### What is being asked
Lines below starting with the line with "Find the front door;" and going on through the line with "Find the upper-storey" must be output exactly; the rest of the records must be left out.

Point-per-instance localization data:
------------------------------------------------------------
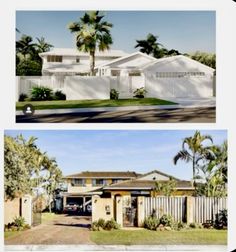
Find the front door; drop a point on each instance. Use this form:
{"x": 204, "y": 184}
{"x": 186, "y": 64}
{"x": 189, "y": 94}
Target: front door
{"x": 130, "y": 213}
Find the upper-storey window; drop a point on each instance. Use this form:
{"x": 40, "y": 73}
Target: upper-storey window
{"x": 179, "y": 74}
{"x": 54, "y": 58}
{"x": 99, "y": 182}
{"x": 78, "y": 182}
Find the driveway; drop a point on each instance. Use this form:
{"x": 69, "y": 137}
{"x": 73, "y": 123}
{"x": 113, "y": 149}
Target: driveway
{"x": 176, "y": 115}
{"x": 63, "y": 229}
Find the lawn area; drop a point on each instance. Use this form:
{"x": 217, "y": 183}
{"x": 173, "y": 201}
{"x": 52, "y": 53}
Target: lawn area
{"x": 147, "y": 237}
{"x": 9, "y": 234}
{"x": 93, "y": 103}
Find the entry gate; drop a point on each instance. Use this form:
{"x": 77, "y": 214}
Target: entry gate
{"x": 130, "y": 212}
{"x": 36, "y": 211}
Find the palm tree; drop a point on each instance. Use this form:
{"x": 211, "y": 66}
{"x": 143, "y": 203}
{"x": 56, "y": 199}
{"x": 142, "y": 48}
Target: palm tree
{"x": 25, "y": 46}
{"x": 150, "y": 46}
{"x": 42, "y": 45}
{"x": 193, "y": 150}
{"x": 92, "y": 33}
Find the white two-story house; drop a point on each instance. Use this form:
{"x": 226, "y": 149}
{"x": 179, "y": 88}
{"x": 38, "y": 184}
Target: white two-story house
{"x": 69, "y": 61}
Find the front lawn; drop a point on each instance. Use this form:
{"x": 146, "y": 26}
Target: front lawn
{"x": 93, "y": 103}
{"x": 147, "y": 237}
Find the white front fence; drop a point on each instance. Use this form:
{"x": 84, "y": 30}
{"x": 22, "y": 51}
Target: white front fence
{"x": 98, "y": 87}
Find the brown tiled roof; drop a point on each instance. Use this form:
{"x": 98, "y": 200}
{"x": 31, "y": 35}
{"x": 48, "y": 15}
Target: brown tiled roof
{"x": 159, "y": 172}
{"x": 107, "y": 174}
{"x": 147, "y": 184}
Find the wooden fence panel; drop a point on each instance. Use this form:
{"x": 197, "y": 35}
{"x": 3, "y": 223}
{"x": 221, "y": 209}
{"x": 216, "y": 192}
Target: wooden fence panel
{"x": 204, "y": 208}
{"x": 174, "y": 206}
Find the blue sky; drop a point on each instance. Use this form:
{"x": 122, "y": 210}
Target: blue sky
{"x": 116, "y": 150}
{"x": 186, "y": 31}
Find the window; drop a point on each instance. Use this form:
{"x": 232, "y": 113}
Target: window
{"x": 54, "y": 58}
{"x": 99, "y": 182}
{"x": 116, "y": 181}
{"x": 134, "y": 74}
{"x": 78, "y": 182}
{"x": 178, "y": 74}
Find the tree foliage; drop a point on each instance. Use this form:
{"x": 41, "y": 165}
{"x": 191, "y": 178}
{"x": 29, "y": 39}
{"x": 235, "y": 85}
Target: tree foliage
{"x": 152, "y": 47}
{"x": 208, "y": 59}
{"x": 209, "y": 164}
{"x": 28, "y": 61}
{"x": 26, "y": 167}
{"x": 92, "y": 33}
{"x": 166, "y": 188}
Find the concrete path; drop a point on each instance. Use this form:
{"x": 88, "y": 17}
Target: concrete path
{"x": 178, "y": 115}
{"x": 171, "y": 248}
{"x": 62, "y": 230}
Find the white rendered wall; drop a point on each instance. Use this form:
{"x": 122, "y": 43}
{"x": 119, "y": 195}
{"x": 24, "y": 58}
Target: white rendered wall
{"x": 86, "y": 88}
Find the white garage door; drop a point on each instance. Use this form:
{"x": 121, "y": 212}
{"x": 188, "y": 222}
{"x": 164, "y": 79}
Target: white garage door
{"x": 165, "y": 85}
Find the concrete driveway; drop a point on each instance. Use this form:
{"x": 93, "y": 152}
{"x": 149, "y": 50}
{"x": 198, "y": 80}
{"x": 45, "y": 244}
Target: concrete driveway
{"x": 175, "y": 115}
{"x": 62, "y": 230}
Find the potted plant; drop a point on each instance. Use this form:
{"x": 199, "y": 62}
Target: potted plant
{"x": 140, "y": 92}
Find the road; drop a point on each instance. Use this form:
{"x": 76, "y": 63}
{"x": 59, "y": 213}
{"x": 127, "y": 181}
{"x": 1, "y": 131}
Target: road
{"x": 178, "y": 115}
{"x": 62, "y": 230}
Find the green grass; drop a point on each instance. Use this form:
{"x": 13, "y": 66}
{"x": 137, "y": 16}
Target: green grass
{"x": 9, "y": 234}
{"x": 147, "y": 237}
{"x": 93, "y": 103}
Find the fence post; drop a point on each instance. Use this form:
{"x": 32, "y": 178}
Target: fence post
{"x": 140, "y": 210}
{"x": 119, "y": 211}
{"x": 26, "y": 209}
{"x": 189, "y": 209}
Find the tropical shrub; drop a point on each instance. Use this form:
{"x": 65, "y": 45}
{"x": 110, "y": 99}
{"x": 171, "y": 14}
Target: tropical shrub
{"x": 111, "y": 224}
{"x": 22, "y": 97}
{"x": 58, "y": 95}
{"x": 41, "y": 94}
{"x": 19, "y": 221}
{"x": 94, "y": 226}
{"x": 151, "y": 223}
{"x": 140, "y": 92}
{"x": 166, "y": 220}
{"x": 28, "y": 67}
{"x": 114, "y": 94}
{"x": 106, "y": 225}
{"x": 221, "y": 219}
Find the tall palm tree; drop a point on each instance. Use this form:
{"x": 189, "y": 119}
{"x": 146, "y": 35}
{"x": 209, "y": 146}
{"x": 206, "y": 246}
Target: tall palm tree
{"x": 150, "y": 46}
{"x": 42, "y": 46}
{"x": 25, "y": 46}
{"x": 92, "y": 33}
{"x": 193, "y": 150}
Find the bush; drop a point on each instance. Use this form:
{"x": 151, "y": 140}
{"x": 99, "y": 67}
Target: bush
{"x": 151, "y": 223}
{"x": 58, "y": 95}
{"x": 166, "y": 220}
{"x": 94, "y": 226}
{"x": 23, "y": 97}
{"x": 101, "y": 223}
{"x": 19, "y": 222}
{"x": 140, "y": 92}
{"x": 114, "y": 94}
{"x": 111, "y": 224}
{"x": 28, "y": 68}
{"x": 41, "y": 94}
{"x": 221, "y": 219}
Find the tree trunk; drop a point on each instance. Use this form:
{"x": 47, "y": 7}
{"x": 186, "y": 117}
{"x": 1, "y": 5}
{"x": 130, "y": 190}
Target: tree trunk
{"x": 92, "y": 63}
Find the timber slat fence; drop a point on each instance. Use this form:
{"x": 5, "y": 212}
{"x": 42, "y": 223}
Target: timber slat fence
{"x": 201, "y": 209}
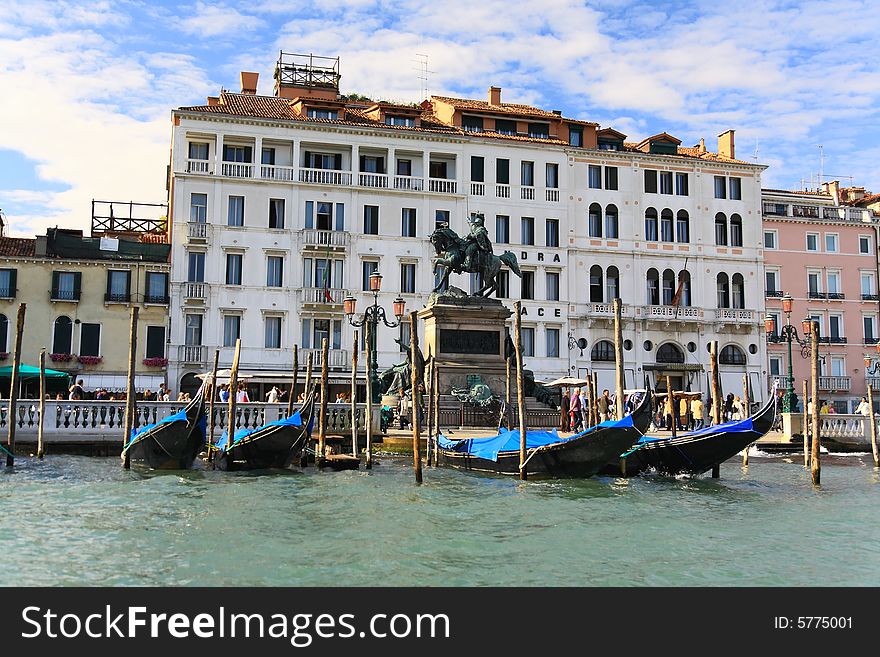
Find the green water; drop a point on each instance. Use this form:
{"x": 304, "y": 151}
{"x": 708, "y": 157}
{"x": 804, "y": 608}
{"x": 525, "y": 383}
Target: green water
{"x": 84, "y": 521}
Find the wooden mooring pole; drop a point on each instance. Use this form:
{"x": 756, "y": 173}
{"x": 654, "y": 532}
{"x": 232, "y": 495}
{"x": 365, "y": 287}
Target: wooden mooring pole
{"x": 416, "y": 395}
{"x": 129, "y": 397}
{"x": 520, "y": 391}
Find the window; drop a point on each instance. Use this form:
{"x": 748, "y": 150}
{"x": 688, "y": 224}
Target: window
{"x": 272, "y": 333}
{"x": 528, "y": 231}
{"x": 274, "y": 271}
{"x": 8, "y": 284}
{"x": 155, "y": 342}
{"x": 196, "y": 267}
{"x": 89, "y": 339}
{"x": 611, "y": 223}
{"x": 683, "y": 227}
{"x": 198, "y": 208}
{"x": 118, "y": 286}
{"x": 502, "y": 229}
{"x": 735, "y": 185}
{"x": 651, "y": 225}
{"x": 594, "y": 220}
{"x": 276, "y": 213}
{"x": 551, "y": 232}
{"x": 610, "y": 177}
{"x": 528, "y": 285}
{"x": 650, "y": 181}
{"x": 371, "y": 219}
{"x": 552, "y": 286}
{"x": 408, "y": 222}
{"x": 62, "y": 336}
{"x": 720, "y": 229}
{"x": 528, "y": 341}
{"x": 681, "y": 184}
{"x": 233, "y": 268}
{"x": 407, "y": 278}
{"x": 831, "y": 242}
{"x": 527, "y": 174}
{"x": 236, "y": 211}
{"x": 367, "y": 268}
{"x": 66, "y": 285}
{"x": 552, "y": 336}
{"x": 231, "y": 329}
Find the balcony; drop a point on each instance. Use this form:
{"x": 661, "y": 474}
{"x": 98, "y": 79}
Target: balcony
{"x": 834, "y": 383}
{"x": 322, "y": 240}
------------------------------------------------------------
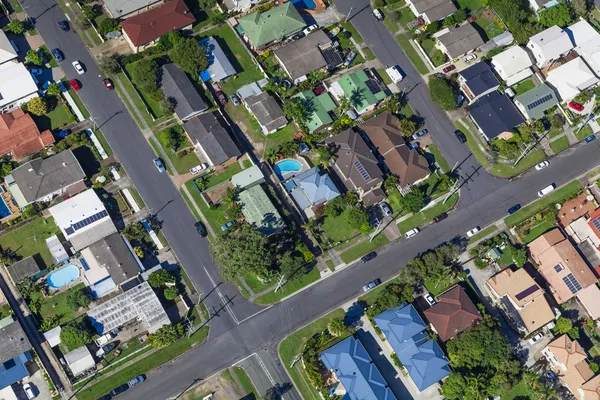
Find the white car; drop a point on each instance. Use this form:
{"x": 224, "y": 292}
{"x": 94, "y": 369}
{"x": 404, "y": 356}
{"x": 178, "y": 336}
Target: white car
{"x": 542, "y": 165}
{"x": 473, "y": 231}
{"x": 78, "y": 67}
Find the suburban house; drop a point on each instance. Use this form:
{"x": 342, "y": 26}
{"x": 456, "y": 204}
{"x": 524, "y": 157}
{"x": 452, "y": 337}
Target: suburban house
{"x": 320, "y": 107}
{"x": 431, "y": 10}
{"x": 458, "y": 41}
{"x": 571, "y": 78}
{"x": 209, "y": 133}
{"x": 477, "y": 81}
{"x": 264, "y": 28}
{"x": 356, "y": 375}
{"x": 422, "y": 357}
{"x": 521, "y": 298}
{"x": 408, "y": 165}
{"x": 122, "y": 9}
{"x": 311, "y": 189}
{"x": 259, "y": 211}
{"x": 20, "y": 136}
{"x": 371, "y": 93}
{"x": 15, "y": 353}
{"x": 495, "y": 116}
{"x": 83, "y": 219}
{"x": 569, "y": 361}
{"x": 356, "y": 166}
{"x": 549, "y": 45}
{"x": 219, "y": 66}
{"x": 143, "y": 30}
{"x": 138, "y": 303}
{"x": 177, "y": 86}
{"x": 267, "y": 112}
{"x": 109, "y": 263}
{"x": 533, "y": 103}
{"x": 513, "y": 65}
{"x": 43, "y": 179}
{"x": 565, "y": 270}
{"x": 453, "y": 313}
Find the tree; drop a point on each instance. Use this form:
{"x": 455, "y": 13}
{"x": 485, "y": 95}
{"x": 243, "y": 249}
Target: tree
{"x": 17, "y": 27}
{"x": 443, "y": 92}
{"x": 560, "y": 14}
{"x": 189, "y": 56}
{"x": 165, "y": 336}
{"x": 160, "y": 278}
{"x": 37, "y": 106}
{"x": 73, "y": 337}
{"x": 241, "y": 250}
------------------------------------------------------------
### Written answer
Find the front door; drop a point on each instance. Use this form:
{"x": 204, "y": 184}
{"x": 186, "y": 64}
{"x": 189, "y": 94}
Target: front door
{"x": 130, "y": 213}
Find the upper-storey window; drop a point on each instance. Use this form:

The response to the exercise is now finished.